PARTS OF THE EXERCISE:
1. In the health care commentary, what are the three great tragedies of life that the writer says Trotsky mentioned?
2. Can you echo the health care commentary word for word, starting with "Saturday, August 22, 2009" and going on through "care question debate."?

━━ EXTRACT TO READ ━━

Showing posts with label social legislation. Show all posts
Showing posts with label social legislation. Show all posts

Saturday, August 22, 2009

*A Word- The Health Care Debate-Let’s Get Real-Free, Quality Health Care For All!

Click on title to link to my blog entry of August 12, 2009 concerning the use of worker defense guards to insure free expression at town hall meetings on the health care question debate.

Commentary

Someone recently pointed out to me that, with the exception of a peripheral entry in this space commenting on someone else’s discussion (see link) on the question of worker defense guards in order to defend the right of free expression at the various healthcare debate arenas this summer threatened by right wing yahoos, I have not thrown myself into this little debate. That assumption is not quite true. I have spent most of my political career involved in the healthcare fight.

Maybe, to be sure, not in the narrow way posed in the specifics proposals put forth by numerous bourgeois politicians today but, if my adherence to the Marxist worldview is defined by anything, it is that struggle that Trotsky mentioned long ago about the tasks that Marxists had set for themselves concerning the three great tragedies of life- hunger, sex and death. We, as Marxists, have focused in on that first struggle but if one thinks about it solving that hunger problem will make the mysteries of the other easier to cope with. It is that more profound sense in which I have been knee-deep in the struggle for health care.

But that rather begs the question of today’s healthcare controversy. Where do leftist militants stand, as oppositionists to the norms of bourgeois, on this great swirling debate? Well, in short, as the title of this entry states-we stand for free, quality health care for all. For everyone. That, my friends, would seem to me to be almost a no-brainer. Society, as a collective enterprise, if it has anything going for it at all SHOULD want to assure that everyone is as healthy as the latest medical discoveries and procedures will permit.

━━━
━━ DATA SUPPLIED ━━

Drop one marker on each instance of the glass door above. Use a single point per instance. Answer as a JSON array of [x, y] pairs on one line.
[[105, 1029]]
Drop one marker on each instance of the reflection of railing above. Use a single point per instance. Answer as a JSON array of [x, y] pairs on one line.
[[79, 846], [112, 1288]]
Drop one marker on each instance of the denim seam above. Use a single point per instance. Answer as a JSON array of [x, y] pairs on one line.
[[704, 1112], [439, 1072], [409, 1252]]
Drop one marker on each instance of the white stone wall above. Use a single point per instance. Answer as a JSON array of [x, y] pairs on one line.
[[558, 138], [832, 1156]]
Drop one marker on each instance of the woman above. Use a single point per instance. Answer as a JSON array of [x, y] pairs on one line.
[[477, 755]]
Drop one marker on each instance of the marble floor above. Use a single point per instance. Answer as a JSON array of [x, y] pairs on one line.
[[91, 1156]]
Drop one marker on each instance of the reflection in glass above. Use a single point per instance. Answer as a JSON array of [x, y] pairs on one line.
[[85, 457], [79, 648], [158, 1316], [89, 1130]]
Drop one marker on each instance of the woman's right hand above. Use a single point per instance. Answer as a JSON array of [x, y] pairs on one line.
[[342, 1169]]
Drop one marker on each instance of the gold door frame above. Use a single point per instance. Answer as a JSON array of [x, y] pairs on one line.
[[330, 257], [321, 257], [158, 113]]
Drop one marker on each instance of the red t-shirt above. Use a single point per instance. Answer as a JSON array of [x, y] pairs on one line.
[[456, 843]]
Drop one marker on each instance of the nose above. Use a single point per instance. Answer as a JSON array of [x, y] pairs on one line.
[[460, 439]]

━━━
━━ DATA SUPPLIED ━━

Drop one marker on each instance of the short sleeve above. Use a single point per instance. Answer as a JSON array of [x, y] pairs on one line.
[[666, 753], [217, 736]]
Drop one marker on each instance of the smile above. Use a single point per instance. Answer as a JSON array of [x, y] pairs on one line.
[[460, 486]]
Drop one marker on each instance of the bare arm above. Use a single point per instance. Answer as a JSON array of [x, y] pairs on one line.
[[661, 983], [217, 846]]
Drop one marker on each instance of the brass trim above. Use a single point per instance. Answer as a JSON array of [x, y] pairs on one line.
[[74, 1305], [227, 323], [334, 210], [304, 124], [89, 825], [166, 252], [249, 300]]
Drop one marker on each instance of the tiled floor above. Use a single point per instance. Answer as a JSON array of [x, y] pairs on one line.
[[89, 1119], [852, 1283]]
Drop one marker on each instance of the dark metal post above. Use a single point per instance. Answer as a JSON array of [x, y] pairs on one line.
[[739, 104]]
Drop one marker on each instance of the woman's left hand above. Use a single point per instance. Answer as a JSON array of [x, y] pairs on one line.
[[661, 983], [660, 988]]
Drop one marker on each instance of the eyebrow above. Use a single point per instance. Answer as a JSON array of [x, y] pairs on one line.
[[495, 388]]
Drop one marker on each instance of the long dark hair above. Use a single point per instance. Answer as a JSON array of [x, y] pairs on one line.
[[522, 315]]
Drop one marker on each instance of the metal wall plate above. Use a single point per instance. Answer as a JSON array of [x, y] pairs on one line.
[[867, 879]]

━━━

ANSWER SECTION:
1. Hunger, sex and death.

2.
Saturday, August 22, 2009

*A Word- The Health Care Debate-Let’s Get Real-Free, Quality Health Care For All!

Click on title to link to my blog entry of August 12, 2009 concerning the use of worker defense guards to insure free expression at town hall meetings on the health care question debate.